- _What you should do_:
Could you retype every one of the lines below, keeping each character and line break unchanged?

- _Rows_:

Start

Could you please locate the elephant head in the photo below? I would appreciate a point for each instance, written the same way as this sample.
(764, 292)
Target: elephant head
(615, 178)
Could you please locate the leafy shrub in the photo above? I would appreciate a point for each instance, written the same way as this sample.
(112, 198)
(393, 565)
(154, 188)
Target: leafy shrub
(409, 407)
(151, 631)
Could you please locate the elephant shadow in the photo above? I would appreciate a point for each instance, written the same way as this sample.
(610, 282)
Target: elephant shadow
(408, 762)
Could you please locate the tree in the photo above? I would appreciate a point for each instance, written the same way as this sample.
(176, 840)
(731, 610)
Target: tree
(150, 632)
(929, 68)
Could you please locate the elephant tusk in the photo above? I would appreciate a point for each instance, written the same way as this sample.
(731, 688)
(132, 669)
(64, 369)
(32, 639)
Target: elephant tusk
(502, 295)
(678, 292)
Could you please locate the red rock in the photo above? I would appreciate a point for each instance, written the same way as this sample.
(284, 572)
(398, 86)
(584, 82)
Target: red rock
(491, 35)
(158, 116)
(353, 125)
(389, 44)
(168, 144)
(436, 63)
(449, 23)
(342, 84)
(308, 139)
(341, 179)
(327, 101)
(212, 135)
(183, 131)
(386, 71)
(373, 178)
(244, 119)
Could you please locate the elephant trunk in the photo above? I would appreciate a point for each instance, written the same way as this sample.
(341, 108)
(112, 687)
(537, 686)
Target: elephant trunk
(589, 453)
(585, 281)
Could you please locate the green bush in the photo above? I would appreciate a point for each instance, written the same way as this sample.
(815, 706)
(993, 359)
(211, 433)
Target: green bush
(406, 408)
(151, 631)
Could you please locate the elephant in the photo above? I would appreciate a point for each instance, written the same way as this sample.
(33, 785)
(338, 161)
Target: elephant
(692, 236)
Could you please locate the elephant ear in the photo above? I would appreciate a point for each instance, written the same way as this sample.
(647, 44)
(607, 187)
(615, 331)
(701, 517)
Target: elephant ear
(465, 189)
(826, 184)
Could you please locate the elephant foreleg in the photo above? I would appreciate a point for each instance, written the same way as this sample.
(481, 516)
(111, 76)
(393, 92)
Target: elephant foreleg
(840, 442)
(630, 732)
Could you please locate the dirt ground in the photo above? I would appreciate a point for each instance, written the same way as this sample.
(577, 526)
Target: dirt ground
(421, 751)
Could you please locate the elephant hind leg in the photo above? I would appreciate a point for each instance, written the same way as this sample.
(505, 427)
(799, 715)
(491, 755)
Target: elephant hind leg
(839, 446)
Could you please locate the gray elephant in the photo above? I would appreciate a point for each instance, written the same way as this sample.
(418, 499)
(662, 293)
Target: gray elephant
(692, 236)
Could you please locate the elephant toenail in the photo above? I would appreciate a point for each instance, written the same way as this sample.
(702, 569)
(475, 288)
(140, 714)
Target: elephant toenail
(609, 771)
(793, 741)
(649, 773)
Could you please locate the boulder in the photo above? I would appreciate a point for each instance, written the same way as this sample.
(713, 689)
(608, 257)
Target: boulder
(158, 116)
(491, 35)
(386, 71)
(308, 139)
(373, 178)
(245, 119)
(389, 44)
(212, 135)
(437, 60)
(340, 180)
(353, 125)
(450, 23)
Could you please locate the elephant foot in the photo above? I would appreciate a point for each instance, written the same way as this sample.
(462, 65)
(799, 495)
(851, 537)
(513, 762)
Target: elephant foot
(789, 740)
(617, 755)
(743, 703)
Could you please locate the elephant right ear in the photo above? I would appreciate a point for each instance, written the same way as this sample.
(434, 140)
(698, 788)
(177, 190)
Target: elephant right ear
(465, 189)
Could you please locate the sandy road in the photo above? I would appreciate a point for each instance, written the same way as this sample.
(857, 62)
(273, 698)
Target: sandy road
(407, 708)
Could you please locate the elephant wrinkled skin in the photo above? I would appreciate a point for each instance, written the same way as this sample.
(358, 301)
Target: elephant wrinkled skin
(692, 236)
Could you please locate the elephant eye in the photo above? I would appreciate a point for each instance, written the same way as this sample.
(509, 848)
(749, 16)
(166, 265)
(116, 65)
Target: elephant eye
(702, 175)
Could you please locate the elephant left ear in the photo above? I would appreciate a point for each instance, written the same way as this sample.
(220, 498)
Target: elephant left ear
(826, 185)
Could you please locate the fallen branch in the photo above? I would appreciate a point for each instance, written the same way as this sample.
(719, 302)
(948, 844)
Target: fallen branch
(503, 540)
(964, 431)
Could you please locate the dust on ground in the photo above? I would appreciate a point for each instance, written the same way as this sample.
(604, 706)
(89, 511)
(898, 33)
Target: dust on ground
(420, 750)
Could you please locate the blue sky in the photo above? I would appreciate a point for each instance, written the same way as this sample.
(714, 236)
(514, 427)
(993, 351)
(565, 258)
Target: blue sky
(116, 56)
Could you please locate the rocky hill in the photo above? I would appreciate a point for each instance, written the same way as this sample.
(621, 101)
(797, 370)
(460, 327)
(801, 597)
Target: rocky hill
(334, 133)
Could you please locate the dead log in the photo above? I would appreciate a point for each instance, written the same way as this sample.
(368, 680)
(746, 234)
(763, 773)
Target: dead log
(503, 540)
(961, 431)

End

- _Full answer_:
Could you please locate the elephant head in the photo below? I would appreciate a point for each instance, written the same way as this sample.
(764, 292)
Target: elephant head
(615, 178)
Could you please locate the leafy shrub in the photo above? I would appreciate a point for each instance, written the same way as this sample.
(112, 198)
(393, 565)
(154, 188)
Target: leafy shrub
(409, 407)
(151, 631)
Could you please locate the elephant shadow in the photo above? I would appreciate a point for each instance, written the same way as this sample.
(610, 282)
Target: elephant shadow
(408, 762)
Could you please locate the tree in the photo above? I would appreciate a point for each instance, written the same way as this sample.
(176, 840)
(731, 610)
Target: tree
(150, 632)
(929, 68)
Could you please locate the elephant tusk in the photo above? I would appreciate a point for each instance, written the same way as this sample.
(731, 688)
(132, 669)
(64, 369)
(32, 639)
Target: elephant tusk
(502, 295)
(678, 292)
Could you please locate the red rock in the photo above? I would appreciate a point for each instance, written the same way as this sample.
(284, 572)
(398, 86)
(584, 82)
Target: red rock
(491, 35)
(158, 116)
(353, 125)
(389, 44)
(168, 144)
(436, 63)
(449, 23)
(342, 84)
(308, 139)
(341, 179)
(327, 101)
(212, 135)
(183, 131)
(386, 71)
(373, 178)
(244, 119)
Could you please locate the elephant trunk in the photo above? I would appreciate a point for each instance, written the same way as this sample.
(341, 108)
(112, 687)
(537, 686)
Target: elephant trunk
(589, 453)
(585, 281)
Could you please locate the green bush in the photo above? I would appreciate a point for each instance, written the same way as this sample.
(815, 706)
(993, 359)
(211, 433)
Target: green bush
(406, 408)
(151, 631)
Could you please locate the elephant in the photo above? I would appreciate a point for each instance, written the same way as this sample.
(33, 785)
(338, 161)
Target: elephant
(692, 236)
Could you please locate the elephant ear in the photo above? I would appreciate a point for each instance, written the same way as this sample.
(647, 44)
(607, 187)
(615, 331)
(701, 517)
Target: elephant ear
(465, 189)
(826, 184)
Could you please locate the elephant foreleg in the photo above? I would appreciate a point for each instance, written the same way as this sample.
(481, 516)
(111, 76)
(393, 92)
Target: elephant foreleg
(840, 442)
(630, 732)
Could you please locate the dirt ground in the photo above? I would appreciate a point for each instance, written the same way as this sample.
(577, 526)
Target: dirt ground
(421, 751)
Could you please locate the elephant hind leg in the photo above? I would appreciate a point for each instance, written the same way as this sample.
(505, 427)
(799, 715)
(491, 755)
Target: elephant hind leg
(839, 446)
Could you please locate the gray elephant in the photo above? I would appreciate a point for each instance, written the same way as this sample.
(418, 499)
(662, 293)
Target: gray elephant
(692, 236)
Could you please locate the elephant toenail in the photo above? I would appreciate a point for each instance, written the same way as this sample.
(702, 569)
(475, 288)
(140, 714)
Target: elephant toenail
(609, 771)
(793, 741)
(649, 773)
Could you please locate the boulder in the photo above? I would appreciate a point for each instance, written the same way as this sample.
(713, 689)
(608, 257)
Target: boulder
(158, 116)
(491, 35)
(386, 71)
(308, 139)
(373, 178)
(245, 119)
(389, 44)
(212, 135)
(437, 60)
(340, 180)
(353, 125)
(450, 23)
Could you please locate the elephant foot in the photo above? I would appreciate a point for each instance, written the same way as this sample.
(462, 65)
(799, 495)
(851, 537)
(513, 762)
Target: elephant foot
(789, 740)
(617, 755)
(743, 703)
Could you please locate the elephant right ear in the photo above? I would appreciate a point for each instance, written the same way as this sample.
(434, 140)
(698, 788)
(177, 190)
Target: elephant right ear
(465, 189)
Could you please locate the sandy road in the photo above? I would appreciate a point for each instance, written the same way as this sample.
(857, 62)
(273, 698)
Target: sandy road
(407, 708)
Could you please locate the elephant wrinkled skin in the photo above? I would appreciate a point for each instance, written the same way as this sample.
(358, 301)
Target: elephant wrinkled skin
(692, 236)
Could you please locate the elephant eye in the photo above? I would appreciate a point for each instance, written the same way as this sample.
(509, 848)
(749, 16)
(166, 265)
(116, 65)
Target: elephant eye
(702, 175)
Could you please locate the elephant left ear in the photo above? I would appreciate a point for each instance, written the same way as this sample.
(220, 498)
Target: elephant left ear
(826, 185)
Could you please locate the fallen branch in the photo above? I would appreciate a point for each instance, written the same way as this sample.
(719, 302)
(948, 844)
Target: fallen branch
(503, 540)
(964, 431)
Could you please locate the dust on ground in the photo above? I would appreciate a point for each instance, written the same way as this sample.
(604, 706)
(89, 511)
(898, 33)
Target: dust on ground
(420, 750)
Could you please locate the blue sky in the photo above? I would appreciate a point for each instance, written the same way as this sample.
(714, 236)
(514, 427)
(993, 351)
(565, 258)
Target: blue sky
(116, 56)
Could you please locate the rocky hill in the photo above? I would appreciate a point for each instance, written the same way as this sample.
(621, 101)
(797, 370)
(460, 327)
(801, 597)
Target: rocky hill
(334, 133)
Could you please locate the dead log in the photo above? I would appreciate a point for each instance, written the same way as this sample.
(368, 680)
(746, 234)
(763, 773)
Target: dead log
(503, 540)
(961, 431)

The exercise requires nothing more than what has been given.